## REQUEST
Please reproduce the listing between the lines holding "Expected: the position of each instance of the red" and "(1254, 233)", inclusive, including the request lines, and add -148 to both coordinates of every point. Give only those lines.

■ ■ ■ ■

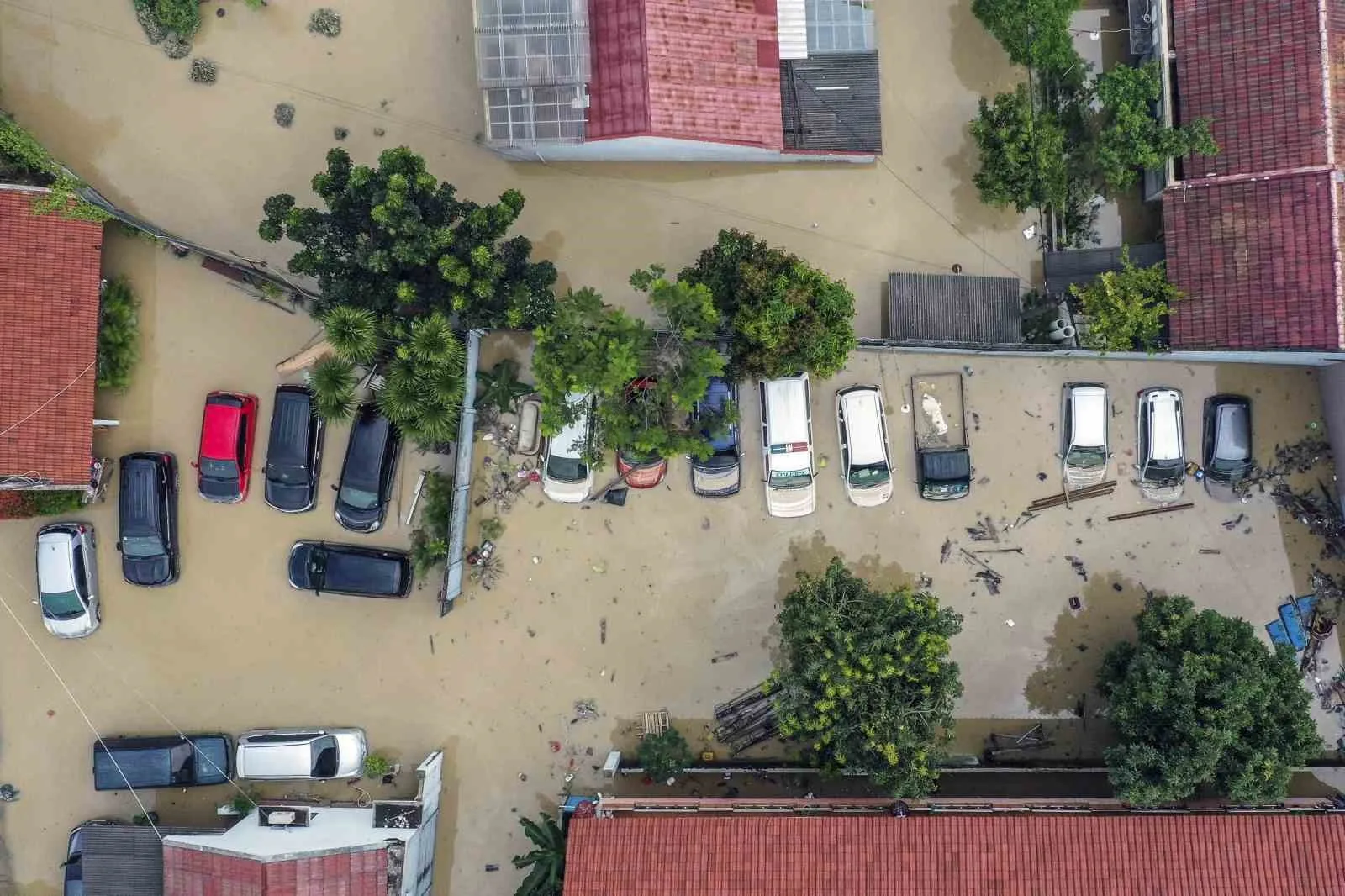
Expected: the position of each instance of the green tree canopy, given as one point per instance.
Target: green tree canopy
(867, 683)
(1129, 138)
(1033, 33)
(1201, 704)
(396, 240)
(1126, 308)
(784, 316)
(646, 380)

■ ■ ■ ■

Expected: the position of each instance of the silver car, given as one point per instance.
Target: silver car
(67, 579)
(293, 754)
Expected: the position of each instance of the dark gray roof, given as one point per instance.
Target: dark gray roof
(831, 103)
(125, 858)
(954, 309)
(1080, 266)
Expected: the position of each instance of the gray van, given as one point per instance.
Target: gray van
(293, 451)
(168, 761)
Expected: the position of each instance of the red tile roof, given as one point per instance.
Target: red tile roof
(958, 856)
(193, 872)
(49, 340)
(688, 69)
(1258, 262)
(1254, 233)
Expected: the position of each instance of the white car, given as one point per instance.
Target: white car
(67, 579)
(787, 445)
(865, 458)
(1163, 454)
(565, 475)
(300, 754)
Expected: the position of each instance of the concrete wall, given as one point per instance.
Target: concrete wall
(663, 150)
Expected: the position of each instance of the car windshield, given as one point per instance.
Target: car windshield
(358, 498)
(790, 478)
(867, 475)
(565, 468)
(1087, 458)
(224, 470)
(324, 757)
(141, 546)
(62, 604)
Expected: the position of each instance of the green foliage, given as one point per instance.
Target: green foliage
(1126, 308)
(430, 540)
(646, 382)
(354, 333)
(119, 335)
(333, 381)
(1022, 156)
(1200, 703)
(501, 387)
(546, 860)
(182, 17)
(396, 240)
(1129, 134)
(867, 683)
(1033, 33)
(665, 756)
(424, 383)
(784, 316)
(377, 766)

■ ■ ■ ■

## ANSWER BELOW
Expected: the position of each instance of the red tile roof, given as one point per instance.
Target: red tile roof
(810, 708)
(45, 724)
(-99, 192)
(540, -79)
(1110, 114)
(1106, 85)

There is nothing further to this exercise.